● **Task directions**: Edit the lines from the one that contains "Return the mask of every instance of the sloping" through the end of the items, changing "sloping ridge" to "steep ridge" and keeping everything else the same. Return only those lines.

-- begin Records provided --

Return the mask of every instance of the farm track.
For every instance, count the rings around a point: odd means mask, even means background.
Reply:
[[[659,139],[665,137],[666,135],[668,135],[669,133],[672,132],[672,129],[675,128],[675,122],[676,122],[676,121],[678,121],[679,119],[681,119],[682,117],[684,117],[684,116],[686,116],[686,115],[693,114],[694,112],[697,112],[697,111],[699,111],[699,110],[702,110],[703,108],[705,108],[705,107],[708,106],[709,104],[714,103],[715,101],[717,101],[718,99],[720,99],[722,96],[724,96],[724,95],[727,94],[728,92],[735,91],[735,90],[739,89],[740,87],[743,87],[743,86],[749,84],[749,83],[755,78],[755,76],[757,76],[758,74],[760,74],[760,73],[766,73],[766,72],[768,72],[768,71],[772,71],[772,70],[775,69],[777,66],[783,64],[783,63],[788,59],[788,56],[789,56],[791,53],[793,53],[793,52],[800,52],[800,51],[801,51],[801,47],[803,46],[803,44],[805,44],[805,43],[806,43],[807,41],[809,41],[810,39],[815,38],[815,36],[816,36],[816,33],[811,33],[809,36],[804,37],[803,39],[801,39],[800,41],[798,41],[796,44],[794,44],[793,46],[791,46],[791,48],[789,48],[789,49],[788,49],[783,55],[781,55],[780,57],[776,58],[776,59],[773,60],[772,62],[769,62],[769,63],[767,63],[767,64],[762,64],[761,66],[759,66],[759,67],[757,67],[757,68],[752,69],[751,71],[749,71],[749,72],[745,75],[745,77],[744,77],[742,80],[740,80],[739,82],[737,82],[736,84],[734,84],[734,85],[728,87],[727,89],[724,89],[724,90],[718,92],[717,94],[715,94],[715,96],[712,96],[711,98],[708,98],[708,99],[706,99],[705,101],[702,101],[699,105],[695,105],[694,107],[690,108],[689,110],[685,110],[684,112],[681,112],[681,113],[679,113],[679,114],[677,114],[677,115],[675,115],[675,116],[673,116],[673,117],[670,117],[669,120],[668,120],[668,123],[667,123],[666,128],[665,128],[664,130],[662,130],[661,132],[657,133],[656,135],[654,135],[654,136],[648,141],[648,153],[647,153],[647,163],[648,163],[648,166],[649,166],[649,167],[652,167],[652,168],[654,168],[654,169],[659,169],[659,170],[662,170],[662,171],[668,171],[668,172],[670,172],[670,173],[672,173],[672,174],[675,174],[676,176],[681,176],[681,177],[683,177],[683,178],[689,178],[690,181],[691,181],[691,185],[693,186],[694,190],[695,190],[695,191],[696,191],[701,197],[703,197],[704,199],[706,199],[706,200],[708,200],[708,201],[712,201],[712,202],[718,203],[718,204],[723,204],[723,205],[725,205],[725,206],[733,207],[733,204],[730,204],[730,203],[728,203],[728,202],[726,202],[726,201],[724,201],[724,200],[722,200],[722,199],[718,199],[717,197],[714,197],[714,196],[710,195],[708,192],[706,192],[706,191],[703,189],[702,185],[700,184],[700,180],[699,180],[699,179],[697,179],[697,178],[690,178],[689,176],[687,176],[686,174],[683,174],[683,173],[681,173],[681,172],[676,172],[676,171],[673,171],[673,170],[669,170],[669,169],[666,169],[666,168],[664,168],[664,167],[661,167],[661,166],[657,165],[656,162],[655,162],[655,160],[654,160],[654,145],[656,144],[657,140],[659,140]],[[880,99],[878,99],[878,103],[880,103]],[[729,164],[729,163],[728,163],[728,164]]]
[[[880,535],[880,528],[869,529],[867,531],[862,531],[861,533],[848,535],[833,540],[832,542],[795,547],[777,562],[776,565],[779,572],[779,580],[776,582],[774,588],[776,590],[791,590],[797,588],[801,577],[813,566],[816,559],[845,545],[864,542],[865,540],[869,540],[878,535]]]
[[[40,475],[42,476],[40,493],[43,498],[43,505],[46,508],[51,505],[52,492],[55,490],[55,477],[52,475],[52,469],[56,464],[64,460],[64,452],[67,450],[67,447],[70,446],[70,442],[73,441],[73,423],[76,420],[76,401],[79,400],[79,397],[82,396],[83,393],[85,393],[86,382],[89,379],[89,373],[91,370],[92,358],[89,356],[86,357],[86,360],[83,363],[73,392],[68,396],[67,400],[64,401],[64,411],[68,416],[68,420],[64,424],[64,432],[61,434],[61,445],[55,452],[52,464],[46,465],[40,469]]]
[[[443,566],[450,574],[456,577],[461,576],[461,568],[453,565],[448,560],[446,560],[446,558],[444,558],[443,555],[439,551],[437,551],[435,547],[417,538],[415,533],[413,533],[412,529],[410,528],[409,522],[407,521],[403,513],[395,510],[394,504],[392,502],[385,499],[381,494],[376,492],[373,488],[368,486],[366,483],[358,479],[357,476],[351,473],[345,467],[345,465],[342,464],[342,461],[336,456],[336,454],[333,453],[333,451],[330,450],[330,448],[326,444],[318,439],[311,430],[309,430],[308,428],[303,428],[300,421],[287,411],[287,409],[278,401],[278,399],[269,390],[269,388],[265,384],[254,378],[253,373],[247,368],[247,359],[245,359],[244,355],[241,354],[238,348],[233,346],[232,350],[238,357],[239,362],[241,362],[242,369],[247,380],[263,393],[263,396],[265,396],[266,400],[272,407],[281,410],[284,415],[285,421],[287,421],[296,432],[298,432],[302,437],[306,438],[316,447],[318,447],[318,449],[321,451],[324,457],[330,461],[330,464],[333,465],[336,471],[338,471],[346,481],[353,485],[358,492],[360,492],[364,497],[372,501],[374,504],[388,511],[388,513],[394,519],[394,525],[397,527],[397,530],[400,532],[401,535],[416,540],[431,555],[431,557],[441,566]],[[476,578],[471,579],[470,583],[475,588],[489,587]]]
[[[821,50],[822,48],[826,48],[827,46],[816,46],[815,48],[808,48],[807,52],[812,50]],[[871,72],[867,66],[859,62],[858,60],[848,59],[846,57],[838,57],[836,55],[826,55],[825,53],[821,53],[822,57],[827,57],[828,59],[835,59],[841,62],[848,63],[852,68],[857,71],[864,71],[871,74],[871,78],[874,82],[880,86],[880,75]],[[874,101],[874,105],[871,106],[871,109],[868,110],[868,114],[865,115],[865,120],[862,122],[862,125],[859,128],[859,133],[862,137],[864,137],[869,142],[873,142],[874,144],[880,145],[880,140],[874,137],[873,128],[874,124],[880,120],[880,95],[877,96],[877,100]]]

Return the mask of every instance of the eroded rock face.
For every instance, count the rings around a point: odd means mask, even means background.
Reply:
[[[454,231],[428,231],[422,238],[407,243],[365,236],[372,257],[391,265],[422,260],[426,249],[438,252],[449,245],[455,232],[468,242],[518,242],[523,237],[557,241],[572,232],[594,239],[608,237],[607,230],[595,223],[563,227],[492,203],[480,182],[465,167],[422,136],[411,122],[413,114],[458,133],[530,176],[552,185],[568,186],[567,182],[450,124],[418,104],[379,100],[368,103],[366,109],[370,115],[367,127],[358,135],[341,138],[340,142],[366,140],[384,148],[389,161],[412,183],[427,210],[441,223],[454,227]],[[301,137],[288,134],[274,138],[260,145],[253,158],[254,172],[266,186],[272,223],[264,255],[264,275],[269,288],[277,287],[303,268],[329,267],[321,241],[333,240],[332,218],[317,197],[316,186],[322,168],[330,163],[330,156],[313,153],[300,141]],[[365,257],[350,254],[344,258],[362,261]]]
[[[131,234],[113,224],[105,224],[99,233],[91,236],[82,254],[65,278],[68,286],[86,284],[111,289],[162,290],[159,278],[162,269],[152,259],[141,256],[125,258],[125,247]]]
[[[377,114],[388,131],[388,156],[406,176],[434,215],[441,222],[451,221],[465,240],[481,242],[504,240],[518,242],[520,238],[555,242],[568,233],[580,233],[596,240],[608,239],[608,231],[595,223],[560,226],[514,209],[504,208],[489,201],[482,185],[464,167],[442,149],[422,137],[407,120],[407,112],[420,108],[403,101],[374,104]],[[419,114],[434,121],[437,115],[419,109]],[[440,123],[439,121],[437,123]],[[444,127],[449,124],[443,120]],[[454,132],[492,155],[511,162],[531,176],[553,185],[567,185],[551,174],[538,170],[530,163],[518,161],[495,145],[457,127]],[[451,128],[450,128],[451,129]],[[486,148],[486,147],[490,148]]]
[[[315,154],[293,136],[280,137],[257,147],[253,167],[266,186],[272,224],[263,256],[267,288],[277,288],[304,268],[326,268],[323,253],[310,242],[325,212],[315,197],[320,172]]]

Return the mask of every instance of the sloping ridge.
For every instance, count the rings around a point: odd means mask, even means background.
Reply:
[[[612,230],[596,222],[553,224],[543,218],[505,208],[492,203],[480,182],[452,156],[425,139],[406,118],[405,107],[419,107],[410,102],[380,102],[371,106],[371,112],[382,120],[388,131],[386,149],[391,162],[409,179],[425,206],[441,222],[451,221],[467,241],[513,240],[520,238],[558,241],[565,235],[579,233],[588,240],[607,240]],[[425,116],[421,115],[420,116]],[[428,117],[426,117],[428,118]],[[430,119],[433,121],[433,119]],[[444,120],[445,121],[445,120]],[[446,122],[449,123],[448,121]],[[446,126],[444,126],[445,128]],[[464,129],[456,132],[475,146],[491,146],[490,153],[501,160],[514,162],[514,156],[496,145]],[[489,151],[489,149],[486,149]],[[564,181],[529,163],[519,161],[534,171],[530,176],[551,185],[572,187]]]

-- end Records provided --

● **Answer below**:
Return the mask of every instance of the steep ridge.
For every instance, count the rings around a point: odd means mask, even means background.
Reply:
[[[612,230],[596,222],[553,224],[543,218],[505,208],[492,203],[480,182],[452,156],[425,139],[406,118],[405,107],[419,107],[410,102],[380,102],[371,106],[371,112],[382,120],[388,131],[386,149],[391,162],[409,179],[425,206],[441,222],[451,221],[467,241],[513,240],[520,238],[558,241],[565,235],[579,233],[588,240],[607,240]],[[425,116],[421,115],[420,116]],[[428,117],[426,117],[428,118]],[[430,119],[433,121],[433,119]],[[444,120],[445,121],[445,120]],[[446,122],[449,123],[448,121]],[[446,126],[444,126],[445,128]],[[464,129],[456,132],[475,146],[491,146],[490,153],[501,160],[514,162],[514,156],[496,145]],[[489,151],[489,149],[486,149]],[[564,181],[529,163],[519,161],[534,171],[530,176],[551,185],[572,187]]]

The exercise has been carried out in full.